[ページ本文]:
3.2.2. 式言語の概要

 式言語の基本的なしくみについて解説します。 以下の文では、式言語の例および書式において次の規約を用います。

  • 書式の説明において[]で囲まれた部分は、適当な文字列によって置き換えられます。
  • <例>において「→(右向き矢印)」が示すのは、各式を評価した結果の値です。

(a) 式言語の基礎

<1> 記法

 式言語は、式および他のデータのすべてをかっこでくくった前置記法を用います。
 処理手続きは全て関数の形式をとります。

 関数の呼び出しは

( 関数名引数1 引数2 ・・・)

という形が基本となります。

<例>
 ( + 1 2 )
 → 3
 ( max 1 3 2 )
 → 3

 各引数は、数値のようにそれ自体を値とするものだけでなく、再びSchemeの関数の形になっていても構いません。その場合には、まず引数がすべて評価されたあと、結果が関数に渡され、関数での処理の結果が返されます。

<例>
 ( * 3 ( + 2 1 ) )
 → 9
 ( max 2 ( − 5 2 ) ( min 1 3 5 ) )
 → 3

<2> 変数の定義

 変数の定義にはdefine文を用います。書式は次のようになります。

( define 変数名代入する値 )

[提示資料]:
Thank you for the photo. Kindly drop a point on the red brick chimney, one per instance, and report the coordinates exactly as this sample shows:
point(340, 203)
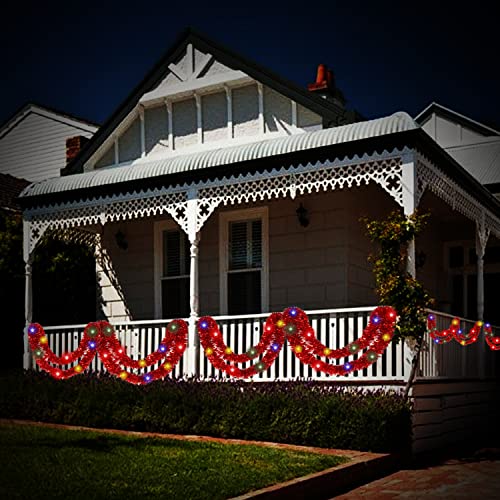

[演習問題]:
1. 上の式言語の概要の本文に基づき、次の問いに答えてください。
(a) 式言語が用いる記法は、どのようなものですか。
(b) 引数が関数の形になっている場合、最初に何が行われますか。
(c) 変数の定義には何を用いますか。
2. 上の式言語の概要の本文のうち、「という形が基本となります。」から「での処理の結果が返されます。」までの部分をそのまま書き写してください。

[各問の解答]:
1.
(a) 式および他のデータのすべてをかっこでくくった前置記法です。
(b) 引数がすべて評価されます。
(c) define文を用います。

2.
という形が基本となります。

<例>
 ( + 1 2 )
 → 3
 ( max 1 3 2 )
 → 3

 各引数は、数値のようにそれ自体を値とするものだけでなく、再びSchemeの関数の形になっていても構いません。その場合には、まず引数がすべて評価されたあと、結果が関数に渡され、関数での処理の結果が返されます。